TASK →
May I have the line containing "Now, detect the hardwood floor visible above." and every line after it through the end of the data, repeated exactly and with no other lines?

DATA SUPPLIED →
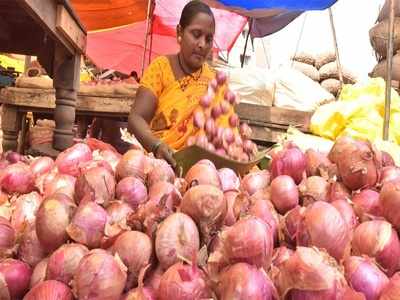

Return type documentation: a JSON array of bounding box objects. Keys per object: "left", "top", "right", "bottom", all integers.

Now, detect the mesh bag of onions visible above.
[
  {"left": 2, "top": 134, "right": 400, "bottom": 299},
  {"left": 187, "top": 70, "right": 258, "bottom": 162}
]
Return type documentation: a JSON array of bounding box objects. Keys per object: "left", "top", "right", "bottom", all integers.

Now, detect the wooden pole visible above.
[
  {"left": 328, "top": 8, "right": 344, "bottom": 86},
  {"left": 383, "top": 0, "right": 396, "bottom": 140},
  {"left": 141, "top": 0, "right": 153, "bottom": 76},
  {"left": 241, "top": 18, "right": 253, "bottom": 68}
]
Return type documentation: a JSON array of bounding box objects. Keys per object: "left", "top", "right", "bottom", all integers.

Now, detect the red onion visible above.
[
  {"left": 0, "top": 259, "right": 32, "bottom": 299},
  {"left": 181, "top": 185, "right": 226, "bottom": 244},
  {"left": 216, "top": 148, "right": 226, "bottom": 157},
  {"left": 193, "top": 110, "right": 205, "bottom": 129},
  {"left": 116, "top": 177, "right": 147, "bottom": 209},
  {"left": 97, "top": 149, "right": 121, "bottom": 172},
  {"left": 11, "top": 192, "right": 42, "bottom": 236},
  {"left": 24, "top": 280, "right": 73, "bottom": 300},
  {"left": 220, "top": 100, "right": 230, "bottom": 114},
  {"left": 270, "top": 175, "right": 299, "bottom": 214},
  {"left": 228, "top": 113, "right": 239, "bottom": 128},
  {"left": 298, "top": 176, "right": 329, "bottom": 205},
  {"left": 107, "top": 200, "right": 134, "bottom": 227},
  {"left": 18, "top": 224, "right": 46, "bottom": 268},
  {"left": 223, "top": 127, "right": 235, "bottom": 144},
  {"left": 331, "top": 199, "right": 359, "bottom": 231},
  {"left": 352, "top": 220, "right": 400, "bottom": 276},
  {"left": 209, "top": 216, "right": 273, "bottom": 272},
  {"left": 216, "top": 262, "right": 277, "bottom": 300},
  {"left": 217, "top": 168, "right": 240, "bottom": 193},
  {"left": 195, "top": 134, "right": 208, "bottom": 148},
  {"left": 55, "top": 143, "right": 92, "bottom": 177},
  {"left": 30, "top": 258, "right": 48, "bottom": 288},
  {"left": 224, "top": 89, "right": 236, "bottom": 105},
  {"left": 66, "top": 201, "right": 108, "bottom": 249},
  {"left": 328, "top": 136, "right": 357, "bottom": 163},
  {"left": 243, "top": 140, "right": 257, "bottom": 158},
  {"left": 241, "top": 170, "right": 271, "bottom": 196},
  {"left": 381, "top": 151, "right": 395, "bottom": 167},
  {"left": 344, "top": 256, "right": 389, "bottom": 300},
  {"left": 248, "top": 199, "right": 279, "bottom": 243},
  {"left": 380, "top": 182, "right": 400, "bottom": 230},
  {"left": 74, "top": 249, "right": 127, "bottom": 300},
  {"left": 272, "top": 246, "right": 294, "bottom": 267},
  {"left": 223, "top": 191, "right": 240, "bottom": 226},
  {"left": 144, "top": 265, "right": 163, "bottom": 292},
  {"left": 205, "top": 118, "right": 216, "bottom": 140},
  {"left": 158, "top": 262, "right": 211, "bottom": 300},
  {"left": 199, "top": 94, "right": 212, "bottom": 108},
  {"left": 147, "top": 159, "right": 175, "bottom": 186},
  {"left": 43, "top": 174, "right": 76, "bottom": 199},
  {"left": 216, "top": 70, "right": 227, "bottom": 85},
  {"left": 186, "top": 136, "right": 196, "bottom": 147},
  {"left": 352, "top": 189, "right": 382, "bottom": 221},
  {"left": 185, "top": 161, "right": 221, "bottom": 188},
  {"left": 211, "top": 105, "right": 222, "bottom": 119},
  {"left": 148, "top": 181, "right": 181, "bottom": 209},
  {"left": 30, "top": 157, "right": 54, "bottom": 177},
  {"left": 5, "top": 151, "right": 25, "bottom": 164},
  {"left": 78, "top": 159, "right": 114, "bottom": 176},
  {"left": 297, "top": 201, "right": 351, "bottom": 261},
  {"left": 380, "top": 166, "right": 400, "bottom": 186},
  {"left": 210, "top": 78, "right": 218, "bottom": 91},
  {"left": 0, "top": 162, "right": 34, "bottom": 194},
  {"left": 36, "top": 194, "right": 76, "bottom": 252},
  {"left": 305, "top": 149, "right": 333, "bottom": 177},
  {"left": 116, "top": 150, "right": 146, "bottom": 181},
  {"left": 0, "top": 216, "right": 14, "bottom": 253},
  {"left": 380, "top": 272, "right": 400, "bottom": 300},
  {"left": 282, "top": 206, "right": 305, "bottom": 246},
  {"left": 155, "top": 212, "right": 200, "bottom": 270},
  {"left": 111, "top": 231, "right": 152, "bottom": 289},
  {"left": 239, "top": 123, "right": 252, "bottom": 140},
  {"left": 270, "top": 143, "right": 306, "bottom": 184},
  {"left": 328, "top": 181, "right": 351, "bottom": 202},
  {"left": 124, "top": 284, "right": 156, "bottom": 300},
  {"left": 273, "top": 247, "right": 347, "bottom": 299}
]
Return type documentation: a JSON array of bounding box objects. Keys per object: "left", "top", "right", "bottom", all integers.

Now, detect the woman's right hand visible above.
[{"left": 154, "top": 142, "right": 177, "bottom": 169}]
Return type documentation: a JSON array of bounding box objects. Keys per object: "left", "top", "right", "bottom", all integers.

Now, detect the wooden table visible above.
[{"left": 0, "top": 0, "right": 86, "bottom": 155}]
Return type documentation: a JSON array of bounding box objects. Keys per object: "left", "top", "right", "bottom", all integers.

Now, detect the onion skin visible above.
[
  {"left": 144, "top": 265, "right": 164, "bottom": 292},
  {"left": 106, "top": 201, "right": 134, "bottom": 228},
  {"left": 55, "top": 143, "right": 93, "bottom": 177},
  {"left": 282, "top": 206, "right": 305, "bottom": 246},
  {"left": 30, "top": 258, "right": 48, "bottom": 289},
  {"left": 0, "top": 162, "right": 34, "bottom": 194},
  {"left": 185, "top": 162, "right": 221, "bottom": 189},
  {"left": 18, "top": 224, "right": 46, "bottom": 268},
  {"left": 111, "top": 231, "right": 153, "bottom": 289},
  {"left": 43, "top": 174, "right": 76, "bottom": 199},
  {"left": 0, "top": 216, "right": 14, "bottom": 252},
  {"left": 248, "top": 199, "right": 279, "bottom": 243},
  {"left": 181, "top": 185, "right": 227, "bottom": 245},
  {"left": 241, "top": 170, "right": 271, "bottom": 196},
  {"left": 147, "top": 159, "right": 175, "bottom": 187},
  {"left": 74, "top": 166, "right": 116, "bottom": 206},
  {"left": 380, "top": 272, "right": 400, "bottom": 300},
  {"left": 270, "top": 175, "right": 299, "bottom": 214},
  {"left": 155, "top": 213, "right": 200, "bottom": 270},
  {"left": 46, "top": 243, "right": 89, "bottom": 285},
  {"left": 0, "top": 258, "right": 32, "bottom": 299},
  {"left": 74, "top": 249, "right": 127, "bottom": 300},
  {"left": 381, "top": 151, "right": 395, "bottom": 167},
  {"left": 218, "top": 168, "right": 240, "bottom": 192},
  {"left": 11, "top": 192, "right": 43, "bottom": 236},
  {"left": 297, "top": 201, "right": 351, "bottom": 261},
  {"left": 352, "top": 220, "right": 400, "bottom": 276},
  {"left": 272, "top": 246, "right": 294, "bottom": 267},
  {"left": 344, "top": 256, "right": 389, "bottom": 300},
  {"left": 223, "top": 191, "right": 240, "bottom": 226},
  {"left": 305, "top": 149, "right": 332, "bottom": 177},
  {"left": 24, "top": 280, "right": 73, "bottom": 300},
  {"left": 331, "top": 199, "right": 359, "bottom": 231},
  {"left": 380, "top": 166, "right": 400, "bottom": 186},
  {"left": 66, "top": 201, "right": 108, "bottom": 249},
  {"left": 298, "top": 176, "right": 329, "bottom": 205},
  {"left": 328, "top": 181, "right": 351, "bottom": 202},
  {"left": 98, "top": 149, "right": 121, "bottom": 173},
  {"left": 352, "top": 189, "right": 382, "bottom": 221},
  {"left": 380, "top": 182, "right": 400, "bottom": 230},
  {"left": 123, "top": 287, "right": 156, "bottom": 300},
  {"left": 116, "top": 150, "right": 146, "bottom": 181},
  {"left": 116, "top": 177, "right": 148, "bottom": 210},
  {"left": 30, "top": 157, "right": 54, "bottom": 177},
  {"left": 35, "top": 194, "right": 76, "bottom": 253}
]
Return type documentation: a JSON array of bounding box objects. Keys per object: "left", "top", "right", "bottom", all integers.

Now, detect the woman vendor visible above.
[{"left": 127, "top": 0, "right": 217, "bottom": 168}]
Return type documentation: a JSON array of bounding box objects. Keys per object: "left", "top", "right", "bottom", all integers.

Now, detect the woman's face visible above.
[{"left": 178, "top": 12, "right": 215, "bottom": 71}]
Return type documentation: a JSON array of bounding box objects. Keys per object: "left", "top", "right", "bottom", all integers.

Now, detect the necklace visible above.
[{"left": 177, "top": 54, "right": 203, "bottom": 91}]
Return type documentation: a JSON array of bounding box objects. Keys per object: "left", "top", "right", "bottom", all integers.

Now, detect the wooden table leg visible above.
[{"left": 1, "top": 104, "right": 22, "bottom": 152}]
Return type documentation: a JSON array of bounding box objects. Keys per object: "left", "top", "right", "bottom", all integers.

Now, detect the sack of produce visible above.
[
  {"left": 315, "top": 51, "right": 336, "bottom": 69},
  {"left": 369, "top": 18, "right": 400, "bottom": 59},
  {"left": 15, "top": 75, "right": 53, "bottom": 89},
  {"left": 371, "top": 53, "right": 400, "bottom": 83},
  {"left": 291, "top": 61, "right": 320, "bottom": 82},
  {"left": 29, "top": 119, "right": 55, "bottom": 146},
  {"left": 291, "top": 52, "right": 315, "bottom": 66},
  {"left": 377, "top": 0, "right": 400, "bottom": 22},
  {"left": 321, "top": 78, "right": 342, "bottom": 96},
  {"left": 319, "top": 62, "right": 357, "bottom": 84}
]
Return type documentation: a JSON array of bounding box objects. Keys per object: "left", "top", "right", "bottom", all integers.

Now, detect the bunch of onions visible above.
[
  {"left": 218, "top": 168, "right": 240, "bottom": 192},
  {"left": 331, "top": 199, "right": 359, "bottom": 231},
  {"left": 35, "top": 193, "right": 76, "bottom": 252},
  {"left": 352, "top": 220, "right": 400, "bottom": 276},
  {"left": 304, "top": 149, "right": 332, "bottom": 177},
  {"left": 0, "top": 259, "right": 32, "bottom": 299},
  {"left": 116, "top": 177, "right": 148, "bottom": 209},
  {"left": 380, "top": 272, "right": 400, "bottom": 300},
  {"left": 111, "top": 231, "right": 153, "bottom": 289},
  {"left": 66, "top": 201, "right": 108, "bottom": 249},
  {"left": 272, "top": 247, "right": 347, "bottom": 299},
  {"left": 155, "top": 212, "right": 200, "bottom": 270},
  {"left": 298, "top": 176, "right": 329, "bottom": 205},
  {"left": 241, "top": 170, "right": 271, "bottom": 196},
  {"left": 46, "top": 243, "right": 89, "bottom": 285},
  {"left": 0, "top": 216, "right": 15, "bottom": 253},
  {"left": 43, "top": 174, "right": 76, "bottom": 199},
  {"left": 147, "top": 159, "right": 175, "bottom": 186},
  {"left": 181, "top": 185, "right": 226, "bottom": 245},
  {"left": 216, "top": 263, "right": 278, "bottom": 300},
  {"left": 248, "top": 199, "right": 279, "bottom": 243},
  {"left": 24, "top": 280, "right": 73, "bottom": 300},
  {"left": 158, "top": 262, "right": 211, "bottom": 300},
  {"left": 328, "top": 181, "right": 351, "bottom": 202},
  {"left": 30, "top": 157, "right": 54, "bottom": 177},
  {"left": 270, "top": 143, "right": 306, "bottom": 184},
  {"left": 223, "top": 191, "right": 240, "bottom": 226},
  {"left": 281, "top": 206, "right": 305, "bottom": 246},
  {"left": 344, "top": 256, "right": 389, "bottom": 300},
  {"left": 55, "top": 143, "right": 93, "bottom": 177},
  {"left": 380, "top": 166, "right": 400, "bottom": 186},
  {"left": 18, "top": 224, "right": 46, "bottom": 267},
  {"left": 116, "top": 149, "right": 147, "bottom": 181},
  {"left": 270, "top": 175, "right": 299, "bottom": 214},
  {"left": 11, "top": 192, "right": 43, "bottom": 236},
  {"left": 0, "top": 162, "right": 34, "bottom": 194},
  {"left": 73, "top": 249, "right": 127, "bottom": 300},
  {"left": 380, "top": 182, "right": 400, "bottom": 230},
  {"left": 74, "top": 166, "right": 116, "bottom": 206},
  {"left": 296, "top": 201, "right": 351, "bottom": 261},
  {"left": 30, "top": 258, "right": 48, "bottom": 288},
  {"left": 352, "top": 189, "right": 382, "bottom": 221},
  {"left": 185, "top": 161, "right": 221, "bottom": 188}
]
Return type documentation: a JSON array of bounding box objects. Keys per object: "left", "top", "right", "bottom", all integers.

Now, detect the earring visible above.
[{"left": 178, "top": 37, "right": 182, "bottom": 43}]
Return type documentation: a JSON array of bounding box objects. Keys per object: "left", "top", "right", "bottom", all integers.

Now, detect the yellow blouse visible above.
[{"left": 140, "top": 56, "right": 216, "bottom": 150}]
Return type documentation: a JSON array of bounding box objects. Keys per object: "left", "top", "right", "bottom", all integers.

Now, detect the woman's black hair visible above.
[{"left": 179, "top": 1, "right": 215, "bottom": 29}]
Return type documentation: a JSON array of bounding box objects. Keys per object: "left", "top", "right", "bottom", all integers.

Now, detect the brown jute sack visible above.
[
  {"left": 321, "top": 79, "right": 341, "bottom": 97},
  {"left": 291, "top": 52, "right": 315, "bottom": 66},
  {"left": 369, "top": 18, "right": 400, "bottom": 60},
  {"left": 371, "top": 53, "right": 400, "bottom": 83},
  {"left": 291, "top": 61, "right": 320, "bottom": 82},
  {"left": 319, "top": 62, "right": 357, "bottom": 84},
  {"left": 377, "top": 0, "right": 400, "bottom": 22},
  {"left": 315, "top": 52, "right": 336, "bottom": 69}
]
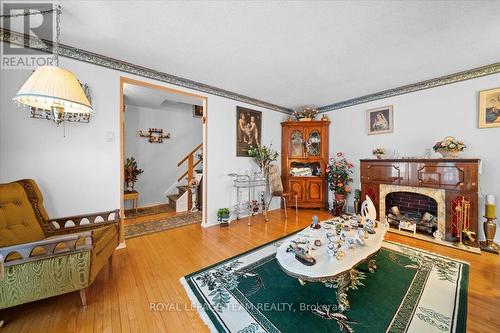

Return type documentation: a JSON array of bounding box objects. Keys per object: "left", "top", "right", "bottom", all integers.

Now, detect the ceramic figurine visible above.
[
  {"left": 310, "top": 215, "right": 321, "bottom": 229},
  {"left": 365, "top": 219, "right": 376, "bottom": 234},
  {"left": 335, "top": 223, "right": 342, "bottom": 235},
  {"left": 360, "top": 196, "right": 377, "bottom": 224},
  {"left": 347, "top": 237, "right": 355, "bottom": 249},
  {"left": 433, "top": 230, "right": 443, "bottom": 241},
  {"left": 314, "top": 239, "right": 322, "bottom": 247},
  {"left": 286, "top": 243, "right": 316, "bottom": 266}
]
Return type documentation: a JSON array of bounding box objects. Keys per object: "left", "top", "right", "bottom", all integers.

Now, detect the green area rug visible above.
[{"left": 181, "top": 235, "right": 468, "bottom": 333}]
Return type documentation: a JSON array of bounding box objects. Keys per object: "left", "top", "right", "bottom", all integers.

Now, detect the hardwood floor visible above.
[{"left": 1, "top": 209, "right": 499, "bottom": 332}]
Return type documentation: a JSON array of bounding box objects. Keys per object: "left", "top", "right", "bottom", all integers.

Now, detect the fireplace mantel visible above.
[{"left": 360, "top": 158, "right": 480, "bottom": 248}]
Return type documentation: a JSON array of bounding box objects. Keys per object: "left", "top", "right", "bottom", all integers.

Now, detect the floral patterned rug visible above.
[
  {"left": 124, "top": 212, "right": 201, "bottom": 239},
  {"left": 181, "top": 235, "right": 468, "bottom": 333}
]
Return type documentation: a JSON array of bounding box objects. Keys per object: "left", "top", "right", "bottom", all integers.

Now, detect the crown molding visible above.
[
  {"left": 318, "top": 61, "right": 500, "bottom": 113},
  {"left": 0, "top": 28, "right": 293, "bottom": 114}
]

THE COMPLETED TASK →
Now, detect the hardwood floor visible above.
[{"left": 1, "top": 209, "right": 499, "bottom": 332}]
Return type documentation: a JSON array of bounding box objects. Keys per object: "left", "top", "right", "bottom", all integers.

Now, detect the fireplace mantel visible above.
[{"left": 360, "top": 158, "right": 480, "bottom": 248}]
Return type documentation: a JSON array of bounding box objects. Keys per object: "left", "top", "right", "bottom", all integers.

Now, detect the floral patterned rug visible above.
[
  {"left": 124, "top": 212, "right": 201, "bottom": 239},
  {"left": 181, "top": 235, "right": 468, "bottom": 333}
]
Return type documentation: a JSON array of bounding box objects. Keys per object: "left", "top", "right", "bottom", all integers.

Now, detect the crown molding visible above.
[
  {"left": 318, "top": 61, "right": 500, "bottom": 113},
  {"left": 0, "top": 28, "right": 293, "bottom": 114}
]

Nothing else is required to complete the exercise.